▶ _Exercise details_
Only the lines from the line containing "of the woman's" to the end of the entries should be repeated, exactly as they appear.

Photo-based referring expression data
::::::::

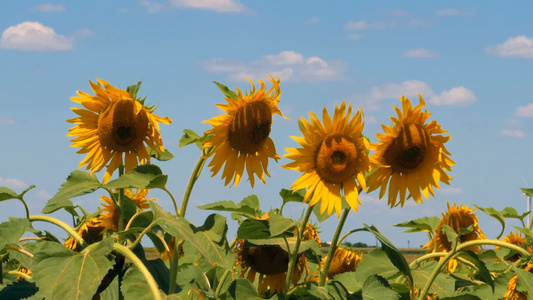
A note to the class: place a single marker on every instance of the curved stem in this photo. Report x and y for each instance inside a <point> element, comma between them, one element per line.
<point>333,247</point>
<point>294,256</point>
<point>142,268</point>
<point>63,225</point>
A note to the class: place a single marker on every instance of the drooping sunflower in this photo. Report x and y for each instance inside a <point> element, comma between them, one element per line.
<point>512,293</point>
<point>241,136</point>
<point>333,158</point>
<point>114,129</point>
<point>270,263</point>
<point>108,219</point>
<point>457,218</point>
<point>410,156</point>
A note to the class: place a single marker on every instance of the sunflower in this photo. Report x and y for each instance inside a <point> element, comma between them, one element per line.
<point>333,157</point>
<point>113,129</point>
<point>108,219</point>
<point>457,218</point>
<point>270,263</point>
<point>410,156</point>
<point>512,293</point>
<point>241,137</point>
<point>90,231</point>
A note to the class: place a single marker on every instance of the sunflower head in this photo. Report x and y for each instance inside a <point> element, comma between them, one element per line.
<point>457,218</point>
<point>333,159</point>
<point>410,156</point>
<point>114,129</point>
<point>241,136</point>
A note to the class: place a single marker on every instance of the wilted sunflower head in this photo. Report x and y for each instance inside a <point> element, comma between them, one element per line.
<point>241,137</point>
<point>333,158</point>
<point>457,218</point>
<point>114,129</point>
<point>411,156</point>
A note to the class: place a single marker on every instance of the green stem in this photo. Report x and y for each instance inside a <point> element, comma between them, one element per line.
<point>333,247</point>
<point>63,225</point>
<point>142,268</point>
<point>294,256</point>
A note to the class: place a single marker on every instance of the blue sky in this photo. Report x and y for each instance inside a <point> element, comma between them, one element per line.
<point>471,62</point>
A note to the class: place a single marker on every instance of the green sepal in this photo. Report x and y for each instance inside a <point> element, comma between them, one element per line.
<point>78,183</point>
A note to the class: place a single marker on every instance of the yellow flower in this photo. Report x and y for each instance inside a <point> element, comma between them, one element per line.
<point>241,136</point>
<point>512,293</point>
<point>113,129</point>
<point>333,158</point>
<point>108,219</point>
<point>411,156</point>
<point>457,218</point>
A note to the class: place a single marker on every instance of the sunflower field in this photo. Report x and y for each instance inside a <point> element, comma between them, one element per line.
<point>272,256</point>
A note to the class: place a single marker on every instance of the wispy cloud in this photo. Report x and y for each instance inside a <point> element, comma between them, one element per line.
<point>12,183</point>
<point>513,133</point>
<point>288,65</point>
<point>50,8</point>
<point>519,46</point>
<point>34,36</point>
<point>419,53</point>
<point>524,111</point>
<point>222,6</point>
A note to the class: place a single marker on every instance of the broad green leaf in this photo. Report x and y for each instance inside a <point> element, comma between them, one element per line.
<point>161,156</point>
<point>61,273</point>
<point>226,91</point>
<point>78,183</point>
<point>392,252</point>
<point>241,288</point>
<point>212,236</point>
<point>377,288</point>
<point>176,226</point>
<point>428,224</point>
<point>495,214</point>
<point>253,229</point>
<point>12,230</point>
<point>279,224</point>
<point>142,177</point>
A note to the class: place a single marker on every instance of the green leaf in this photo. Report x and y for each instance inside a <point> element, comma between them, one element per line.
<point>78,183</point>
<point>279,224</point>
<point>377,288</point>
<point>392,252</point>
<point>427,224</point>
<point>61,273</point>
<point>161,156</point>
<point>226,91</point>
<point>176,226</point>
<point>241,288</point>
<point>495,214</point>
<point>142,177</point>
<point>12,230</point>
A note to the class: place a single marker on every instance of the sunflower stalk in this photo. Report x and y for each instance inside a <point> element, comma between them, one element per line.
<point>294,256</point>
<point>333,247</point>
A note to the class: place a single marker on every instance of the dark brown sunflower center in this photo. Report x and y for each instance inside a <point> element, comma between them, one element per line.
<point>120,128</point>
<point>266,260</point>
<point>408,150</point>
<point>336,159</point>
<point>250,127</point>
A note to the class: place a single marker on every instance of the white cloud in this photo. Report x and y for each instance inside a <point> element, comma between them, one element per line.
<point>419,53</point>
<point>513,133</point>
<point>525,111</point>
<point>451,12</point>
<point>12,183</point>
<point>6,121</point>
<point>520,46</point>
<point>288,65</point>
<point>457,96</point>
<point>50,8</point>
<point>34,36</point>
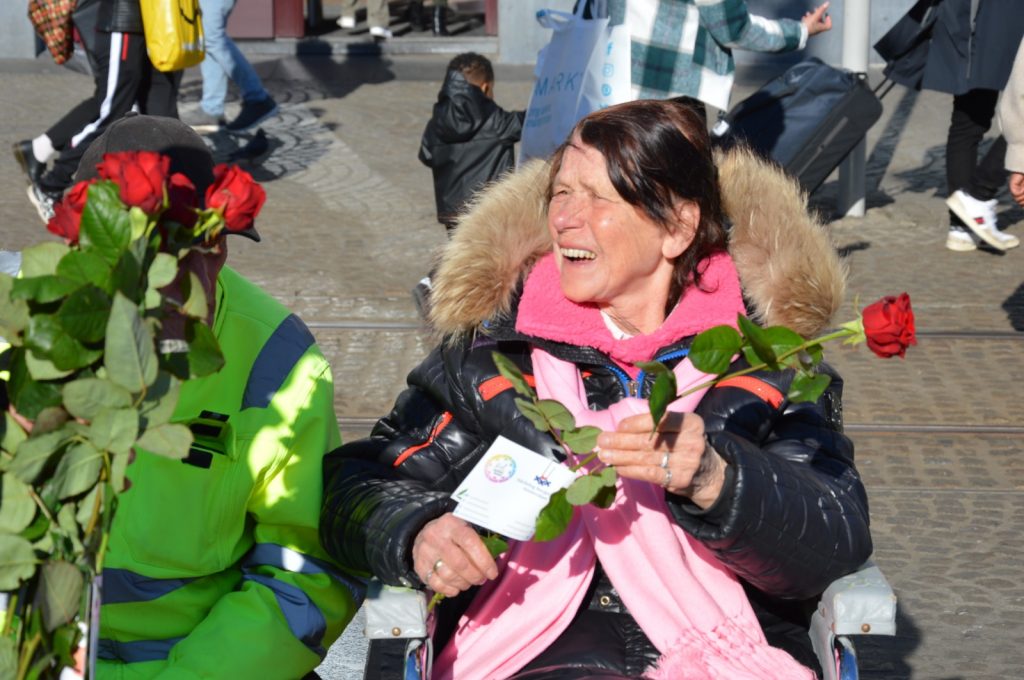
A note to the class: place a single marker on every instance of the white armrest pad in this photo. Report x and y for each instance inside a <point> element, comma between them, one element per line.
<point>861,603</point>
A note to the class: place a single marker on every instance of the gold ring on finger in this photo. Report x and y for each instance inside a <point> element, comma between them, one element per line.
<point>668,478</point>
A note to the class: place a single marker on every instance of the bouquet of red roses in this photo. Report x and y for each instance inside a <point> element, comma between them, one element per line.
<point>90,378</point>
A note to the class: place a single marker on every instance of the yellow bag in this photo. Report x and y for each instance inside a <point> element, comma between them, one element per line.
<point>173,33</point>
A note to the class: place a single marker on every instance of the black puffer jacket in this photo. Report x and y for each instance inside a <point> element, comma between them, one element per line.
<point>120,16</point>
<point>468,141</point>
<point>793,515</point>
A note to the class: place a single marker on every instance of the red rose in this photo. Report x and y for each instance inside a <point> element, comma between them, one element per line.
<point>140,176</point>
<point>68,213</point>
<point>183,201</point>
<point>236,196</point>
<point>889,326</point>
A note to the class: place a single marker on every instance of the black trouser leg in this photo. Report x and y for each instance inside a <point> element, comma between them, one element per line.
<point>122,77</point>
<point>972,116</point>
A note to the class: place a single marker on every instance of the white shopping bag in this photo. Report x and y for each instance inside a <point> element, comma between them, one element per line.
<point>585,67</point>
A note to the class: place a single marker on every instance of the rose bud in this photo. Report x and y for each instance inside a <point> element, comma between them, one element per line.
<point>889,326</point>
<point>68,213</point>
<point>236,196</point>
<point>140,177</point>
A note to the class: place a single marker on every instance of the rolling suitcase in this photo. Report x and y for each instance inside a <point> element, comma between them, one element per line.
<point>807,120</point>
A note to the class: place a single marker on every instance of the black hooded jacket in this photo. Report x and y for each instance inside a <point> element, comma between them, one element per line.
<point>468,142</point>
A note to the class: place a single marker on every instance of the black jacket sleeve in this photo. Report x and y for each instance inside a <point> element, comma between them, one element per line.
<point>380,492</point>
<point>793,515</point>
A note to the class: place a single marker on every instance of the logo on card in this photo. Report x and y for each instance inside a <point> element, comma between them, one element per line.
<point>500,468</point>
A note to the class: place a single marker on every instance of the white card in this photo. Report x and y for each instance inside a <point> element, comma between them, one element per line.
<point>508,487</point>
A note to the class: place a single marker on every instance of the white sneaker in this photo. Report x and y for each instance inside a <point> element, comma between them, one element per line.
<point>979,216</point>
<point>961,240</point>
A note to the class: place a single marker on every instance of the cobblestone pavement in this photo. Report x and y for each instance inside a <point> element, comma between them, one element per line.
<point>349,227</point>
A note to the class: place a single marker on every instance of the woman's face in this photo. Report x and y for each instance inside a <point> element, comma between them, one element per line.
<point>608,252</point>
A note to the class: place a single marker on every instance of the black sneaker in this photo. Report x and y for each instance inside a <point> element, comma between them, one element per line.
<point>253,113</point>
<point>201,121</point>
<point>44,201</point>
<point>26,159</point>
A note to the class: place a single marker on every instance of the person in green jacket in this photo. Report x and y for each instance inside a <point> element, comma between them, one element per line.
<point>214,566</point>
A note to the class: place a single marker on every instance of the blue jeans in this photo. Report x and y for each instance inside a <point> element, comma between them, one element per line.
<point>224,60</point>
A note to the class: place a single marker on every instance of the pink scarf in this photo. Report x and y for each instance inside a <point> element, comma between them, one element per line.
<point>690,606</point>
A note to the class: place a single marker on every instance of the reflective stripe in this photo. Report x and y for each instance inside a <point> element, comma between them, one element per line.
<point>279,355</point>
<point>137,651</point>
<point>124,586</point>
<point>303,617</point>
<point>270,554</point>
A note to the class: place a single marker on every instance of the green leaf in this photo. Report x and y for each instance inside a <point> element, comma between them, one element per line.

::::::::

▶ _Answer to this exercise_
A note to the class: place a single marker on every instance of the woman's face in this photo. Report x and y for each instance inside a <point> element, comma between them, one element per line.
<point>608,252</point>
A note to the class: place a single marker on every instance of the black sneaker in this photo. Report x and y for each instance inside a <point> element, comma between them, one element per line.
<point>253,113</point>
<point>201,121</point>
<point>44,201</point>
<point>26,159</point>
A note to the class: place a single marker on every instance of the person in green jacket in this photo. Report x and y for each instance inside a <point> element, comma between them, one element per line.
<point>214,566</point>
A note to the class: place a single marker on every instance of the blue jeans in this photo. Report x and y for each instance inside a <point> element, comma between them, one element per line.
<point>224,60</point>
A note to the class: place a single marker on every instance of the pink scarf in this photo. Report x and y for each instance inside a <point> element, comma between them, one element per line.
<point>690,606</point>
A note to the class: place a single marker on every instance of the reflective stripe in this photo. Report x and y for each instance inside a <point> element, comma between them, one element per line.
<point>279,355</point>
<point>137,651</point>
<point>124,586</point>
<point>303,617</point>
<point>270,554</point>
A note to the class: place a single marker on every instance of the green leaf in this photo. Report x and y for each instance inside a <point> element, comma between them, one element per line.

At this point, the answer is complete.